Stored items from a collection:

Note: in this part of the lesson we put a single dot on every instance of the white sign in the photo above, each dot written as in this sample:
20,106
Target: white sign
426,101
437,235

* * *

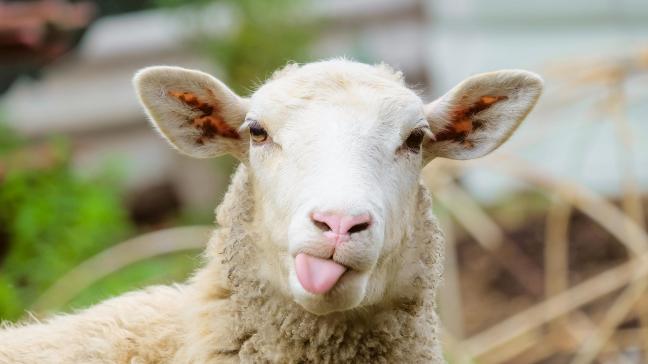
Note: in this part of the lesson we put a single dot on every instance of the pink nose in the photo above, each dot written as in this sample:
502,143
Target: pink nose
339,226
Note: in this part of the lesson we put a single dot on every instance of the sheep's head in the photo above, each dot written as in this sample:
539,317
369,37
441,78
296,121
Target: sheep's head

▶ _Your instructions_
For every line above that includes the word "written", return the line.

▶ _Problem solution_
Note: in this part of the lesson we put a single dot on every instance of the white sign in the photo above, each dot written as in this sample:
Note: in this part of the lesson we put a single dot on every instance of the pink nose in the photo above, each dot written as in this sample:
Note: in this part of the lesson we put a single dot on every instance of the sheep's head in the photo above, each dot written as in this sample:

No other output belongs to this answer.